■ Getoonde tekst
---*---
Pnina Cohen werd doodgeschoten. Shimon Sasson over de verjaging van Joden uit Aden, Jemen

serie Uittocht #6

“De handel zat bij de Adense Joden in het bloed”, zo vertelt de 90-jarige Shimon Sasson aan filmmaker Marcel Prins.

In Aden was je onderdeel van een religieuze orde of je zat in de handel. Mijn vader werkte in de handel. Ook wij waren natuurlijk religieus, zoals alle Adense Joden, maar wel wat liberaler.

Marcel Prins interviewde voorjaar 2022 Shimon Sasson in Israël over de gebeurtenissen die leidden tot het einde van de Joodse gemeenschap in Aden, toen onderdeel van het Britse rijk, nu Jemen. Jona van der Schelde werkte het interview uit tot dit verhaal over de aliyah van Shimon en zijn familie.

Mijn vader zou eigenlijk met de dochter van de rabbijn trouwen maar die vond hem niet religieus genoeg. Toen is hij met mijn moeder getrouwd, uit de rijke Shabtai familie, en hij kon via zijn schoonfamilie werken op de markt voor mijn oom Menachem Shabtai.

Thuis waren we met zijn achten en we hadden het goed. Mijn vader spaarde niet, hij was een levensgenieter, maar ook een ernstige, gelovige man en strenge vader zijn. Ik lag regelmatig in de clinch met hem omdat ik zijn strengheid niet accepteerde en kreeg regelmatig klappen.

Shimon Sasson als jongeman en op 90-jarige leeftijd

Ik was een onrustig kind, nogal rebels. Toen ik in de puberteit zat sloot ik me aan bij de Zionistische pioniersbeweging. Ongeveer de helft van de Joodse jongeren in Aden was lid. Streng religieuze families protesteerden tegen de activiteiten van de beweging, die gemengd was voor de jeugd – meisjes en jongens samen. Waarschijnlijk was dat de aanleiding voor mij om erbij te gaan. Ik groeide op met de beginselen van de beweging en leerde er ook goed Hebreeuws te spreken. 

Multiculturele stad

Aden was een interessante, multiculturele stad. Het ligt aan de haven en zodoende woonden er verschillende volkeren die allemaal veelal in de handel zaten. Er waren Arabieren, Somali’s, Perzen en ook Hindoes. De Joodse handelaren waren intellectuelen en hadden relaties over de hele wereld¹. Ze importeerden goederen uit Europa of het Verre Oosten. Met de Hindoes waren er goede banden; we konden in hun vegetarische winkels eten kopen dat zeker koosjer was en sommigen van hen woonden ook met ons in de Joodse wijk. 

De moslims woonden daarentegen in een andere wijk. De band tussen de moslims en de Joden was puur gebaseerd op de handel. Vriendschappen bestonden niet of nauwelijks. Arabieren waren, zachtjes uitgedrukt, verre van dol op ons. En Joden hielden afstand van de Arabieren omdat ze niet wilden dat hun godsdienst de onze zou beïnvloeden. Mijn vader werkte in de Arabische wijk op de markt en als ik daar als kind naartoe ging, werd ik regelmatig nageroepen en bekogeld met stenen. Niet altijd, maar ik was er wel bang voor.
---*---
Items uit de collectie

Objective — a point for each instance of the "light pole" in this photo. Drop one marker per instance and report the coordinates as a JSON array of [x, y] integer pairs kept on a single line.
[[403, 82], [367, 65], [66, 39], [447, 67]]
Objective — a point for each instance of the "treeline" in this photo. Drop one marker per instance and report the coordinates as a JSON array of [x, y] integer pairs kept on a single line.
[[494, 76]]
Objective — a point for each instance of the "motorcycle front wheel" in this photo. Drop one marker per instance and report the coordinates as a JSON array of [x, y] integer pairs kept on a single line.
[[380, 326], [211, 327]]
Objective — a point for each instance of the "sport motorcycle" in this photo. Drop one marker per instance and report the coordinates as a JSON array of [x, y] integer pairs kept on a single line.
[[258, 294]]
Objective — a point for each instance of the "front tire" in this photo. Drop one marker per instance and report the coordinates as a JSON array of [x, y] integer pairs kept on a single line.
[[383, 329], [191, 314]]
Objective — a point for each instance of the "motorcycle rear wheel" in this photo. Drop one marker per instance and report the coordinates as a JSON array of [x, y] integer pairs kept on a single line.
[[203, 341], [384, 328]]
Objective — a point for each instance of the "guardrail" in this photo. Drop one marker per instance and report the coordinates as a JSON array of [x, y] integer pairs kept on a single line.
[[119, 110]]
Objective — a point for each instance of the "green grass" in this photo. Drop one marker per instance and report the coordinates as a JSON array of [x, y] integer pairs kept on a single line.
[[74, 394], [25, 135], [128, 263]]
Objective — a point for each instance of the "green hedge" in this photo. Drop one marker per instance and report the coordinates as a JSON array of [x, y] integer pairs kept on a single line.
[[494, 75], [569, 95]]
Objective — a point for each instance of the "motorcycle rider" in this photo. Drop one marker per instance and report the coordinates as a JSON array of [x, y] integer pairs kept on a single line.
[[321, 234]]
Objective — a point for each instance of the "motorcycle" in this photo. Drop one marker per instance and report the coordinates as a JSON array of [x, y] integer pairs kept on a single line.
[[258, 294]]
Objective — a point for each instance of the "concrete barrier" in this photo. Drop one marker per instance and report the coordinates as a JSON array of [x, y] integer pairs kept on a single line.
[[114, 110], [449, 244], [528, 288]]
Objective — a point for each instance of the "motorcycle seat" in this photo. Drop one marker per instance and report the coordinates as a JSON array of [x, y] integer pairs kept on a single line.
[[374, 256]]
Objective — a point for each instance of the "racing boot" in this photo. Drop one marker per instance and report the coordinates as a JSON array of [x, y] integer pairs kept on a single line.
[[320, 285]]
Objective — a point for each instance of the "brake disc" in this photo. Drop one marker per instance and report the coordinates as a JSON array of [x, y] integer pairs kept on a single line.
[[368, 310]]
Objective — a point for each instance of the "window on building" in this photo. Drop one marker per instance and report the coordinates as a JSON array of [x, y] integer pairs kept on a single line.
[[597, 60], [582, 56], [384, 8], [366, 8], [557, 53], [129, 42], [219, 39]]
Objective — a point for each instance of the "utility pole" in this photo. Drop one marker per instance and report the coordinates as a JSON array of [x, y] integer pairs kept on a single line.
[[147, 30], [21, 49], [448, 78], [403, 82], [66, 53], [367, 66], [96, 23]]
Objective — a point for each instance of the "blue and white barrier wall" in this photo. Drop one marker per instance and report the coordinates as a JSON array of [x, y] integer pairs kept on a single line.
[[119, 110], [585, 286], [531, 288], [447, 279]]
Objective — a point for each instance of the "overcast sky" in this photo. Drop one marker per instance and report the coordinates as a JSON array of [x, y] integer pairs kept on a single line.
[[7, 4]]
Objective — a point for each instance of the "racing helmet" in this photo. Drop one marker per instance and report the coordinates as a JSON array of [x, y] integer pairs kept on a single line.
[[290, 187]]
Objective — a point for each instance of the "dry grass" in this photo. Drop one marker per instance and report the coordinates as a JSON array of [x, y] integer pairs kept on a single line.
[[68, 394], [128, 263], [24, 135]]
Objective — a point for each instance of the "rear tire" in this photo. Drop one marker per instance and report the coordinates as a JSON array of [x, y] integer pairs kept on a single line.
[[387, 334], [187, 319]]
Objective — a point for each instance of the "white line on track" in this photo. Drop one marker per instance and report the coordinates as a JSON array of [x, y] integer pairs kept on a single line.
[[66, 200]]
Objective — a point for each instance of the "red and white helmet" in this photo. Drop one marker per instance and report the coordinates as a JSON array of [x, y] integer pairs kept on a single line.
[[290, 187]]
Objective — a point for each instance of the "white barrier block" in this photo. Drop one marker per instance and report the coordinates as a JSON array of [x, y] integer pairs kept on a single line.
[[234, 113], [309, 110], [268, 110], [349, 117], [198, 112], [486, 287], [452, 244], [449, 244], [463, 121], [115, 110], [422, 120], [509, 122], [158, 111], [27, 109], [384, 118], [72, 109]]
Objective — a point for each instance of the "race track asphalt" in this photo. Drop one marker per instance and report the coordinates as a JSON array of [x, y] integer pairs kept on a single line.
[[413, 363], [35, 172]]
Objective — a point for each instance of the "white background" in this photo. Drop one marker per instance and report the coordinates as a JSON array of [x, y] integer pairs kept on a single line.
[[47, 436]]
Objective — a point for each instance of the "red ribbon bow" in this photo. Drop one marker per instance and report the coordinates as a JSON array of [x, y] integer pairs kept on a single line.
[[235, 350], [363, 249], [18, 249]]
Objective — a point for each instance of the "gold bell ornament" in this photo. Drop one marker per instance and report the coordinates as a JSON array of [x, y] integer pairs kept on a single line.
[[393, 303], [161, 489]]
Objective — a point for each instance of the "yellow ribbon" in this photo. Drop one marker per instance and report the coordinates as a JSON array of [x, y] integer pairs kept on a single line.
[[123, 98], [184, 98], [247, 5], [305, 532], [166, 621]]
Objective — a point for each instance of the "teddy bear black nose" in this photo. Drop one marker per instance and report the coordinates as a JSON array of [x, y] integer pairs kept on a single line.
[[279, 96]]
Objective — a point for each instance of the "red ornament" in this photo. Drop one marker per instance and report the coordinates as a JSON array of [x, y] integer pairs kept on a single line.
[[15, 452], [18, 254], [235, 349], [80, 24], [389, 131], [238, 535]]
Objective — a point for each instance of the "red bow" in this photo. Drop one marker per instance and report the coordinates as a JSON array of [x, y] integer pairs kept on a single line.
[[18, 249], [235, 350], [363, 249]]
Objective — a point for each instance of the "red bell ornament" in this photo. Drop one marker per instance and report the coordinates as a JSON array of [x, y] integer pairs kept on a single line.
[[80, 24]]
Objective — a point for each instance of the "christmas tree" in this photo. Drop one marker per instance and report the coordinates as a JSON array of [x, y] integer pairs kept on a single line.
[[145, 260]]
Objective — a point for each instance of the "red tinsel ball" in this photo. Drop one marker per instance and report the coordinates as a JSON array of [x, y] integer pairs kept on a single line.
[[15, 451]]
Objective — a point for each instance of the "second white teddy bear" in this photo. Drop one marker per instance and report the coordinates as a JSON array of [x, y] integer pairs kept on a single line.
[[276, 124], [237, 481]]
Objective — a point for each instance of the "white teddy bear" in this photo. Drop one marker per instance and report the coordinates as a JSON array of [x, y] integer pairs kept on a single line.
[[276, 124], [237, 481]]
---*---
■ Opdrachten
a – Welk deel van de Joodse jongeren in Aden was volgens het verhaal over Shimon Sasson lid van de Zionistische pioniersbeweging?
b – Haal uit het verhaal over Shimon Sasson letterlijk alles vanaf "Pnina Cohen werd" tot en met "en zijn familie.".

■ Verwachte antwoorden
a – Ongeveer de helft.

b –
Pnina Cohen werd doodgeschoten. Shimon Sasson over de verjaging van Joden uit Aden, Jemen

serie Uittocht #6

“De handel zat bij de Adense Joden in het bloed”, zo vertelt de 90-jarige Shimon Sasson aan filmmaker Marcel Prins.

In Aden was je onderdeel van een religieuze orde of je zat in de handel. Mijn vader werkte in de handel. Ook wij waren natuurlijk religieus, zoals alle Adense Joden, maar wel wat liberaler.

Marcel Prins interviewde voorjaar 2022 Shimon Sasson in Israël over de gebeurtenissen die leidden tot het einde van de Joodse gemeenschap in Aden, toen onderdeel van het Britse rijk, nu Jemen. Jona van der Schelde werkte het interview uit tot dit verhaal over de aliyah van Shimon en zijn familie.